ABOUT THIS EXERCISE
Could you continue the explanation of one-hot encoded letter n-gram word vectors below, picking up after its last sentence?

QUOTED PASSAGE
>>>>>

Apparently they did found 22 such collisions in their data.
What they do, is they first first divide words into $n$-grams and then one-hot encode into vector. This is not described in the paper explicitly, but may be guessed from the context, that each position in the vector is occurrence (coded as one), or absence (coded as zero), of the particular $n$-gram in the word. That is the reason why they observed $10,306$ unique vectors for $40\text{k}$ word set and $30,621$ for $500\text{k}$ word set. Notice that $30,621^{1/3} = 31.28$ and $10,306^{1/3} = 21.76$ (for three-grams), where number of possible three-grams build from the set of the Latin characters, -
, and #
, is $28^3=21,952$, while non-standard characters like æ
, or ö
, may also appear, so the length of the vectors is the number of unique $n$-grams observed in the data. Of course, language is not build by combining letters in random combinations, so not all combinations will appear, or will be equally popular, hence the larger collection of words, the more tokens we'll observe.

<<<<<

PROVIDED RECORDS
>>>>>

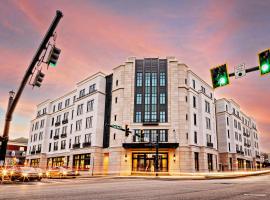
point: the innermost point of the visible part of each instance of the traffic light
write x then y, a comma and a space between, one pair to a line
126, 130
38, 79
264, 62
220, 76
53, 57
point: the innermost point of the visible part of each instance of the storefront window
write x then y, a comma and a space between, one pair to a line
82, 161
145, 162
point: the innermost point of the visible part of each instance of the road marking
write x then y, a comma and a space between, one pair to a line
256, 195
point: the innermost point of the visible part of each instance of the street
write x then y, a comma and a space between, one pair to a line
254, 187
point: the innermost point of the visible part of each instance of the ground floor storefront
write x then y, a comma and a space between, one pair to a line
237, 162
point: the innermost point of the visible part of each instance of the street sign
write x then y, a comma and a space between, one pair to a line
240, 70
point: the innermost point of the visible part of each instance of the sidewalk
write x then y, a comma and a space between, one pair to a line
186, 176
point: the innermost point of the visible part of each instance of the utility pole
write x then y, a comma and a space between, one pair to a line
28, 73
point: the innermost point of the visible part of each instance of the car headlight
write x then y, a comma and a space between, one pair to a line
24, 174
4, 172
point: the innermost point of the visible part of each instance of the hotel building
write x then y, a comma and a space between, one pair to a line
158, 99
238, 143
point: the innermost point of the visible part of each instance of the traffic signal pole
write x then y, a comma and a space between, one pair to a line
257, 68
28, 73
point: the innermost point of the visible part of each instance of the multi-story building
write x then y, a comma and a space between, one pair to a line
161, 97
68, 131
238, 143
159, 100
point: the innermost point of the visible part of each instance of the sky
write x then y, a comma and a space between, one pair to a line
100, 35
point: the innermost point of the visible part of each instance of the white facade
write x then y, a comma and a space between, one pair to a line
69, 125
238, 137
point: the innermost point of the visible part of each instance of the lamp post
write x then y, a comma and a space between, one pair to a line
4, 139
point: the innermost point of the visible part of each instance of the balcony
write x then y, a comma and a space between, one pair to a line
76, 146
86, 144
210, 144
65, 121
56, 137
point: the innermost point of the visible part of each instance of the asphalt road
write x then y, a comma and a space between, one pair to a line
256, 187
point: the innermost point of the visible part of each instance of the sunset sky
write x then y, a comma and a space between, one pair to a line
99, 35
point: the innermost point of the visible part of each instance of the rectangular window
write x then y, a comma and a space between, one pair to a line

<<<<<

TASK RESULT
What this also means is that neither order, nor number of times $n$-grams appear is accounted for. So for example, "aaa" and "aaaa" both contain only the #aa
, aaa
, aa#
3-grams, so both would be encoded as the same vector. As you can see from the paper, such cases are very rare, so it would be hard to come up with a more realistic example, at least no such example immediately comes to my mind. I skimmed through the paper, but didn't find what was the data that they used, but you could always preprocess the data and check the duplicates by hand to verify what they were.
Still, tl;dr is that collisions should be a rare case for human language. Of course, this does not have to be the case for all sequences. For example, if you encoded DNA sequences like this, I'd imagine there would be a lot of collisions, since they consist of only four nucleobases ( A, G, C, and T), so there is a much smaller number of possible $n$-grams among them.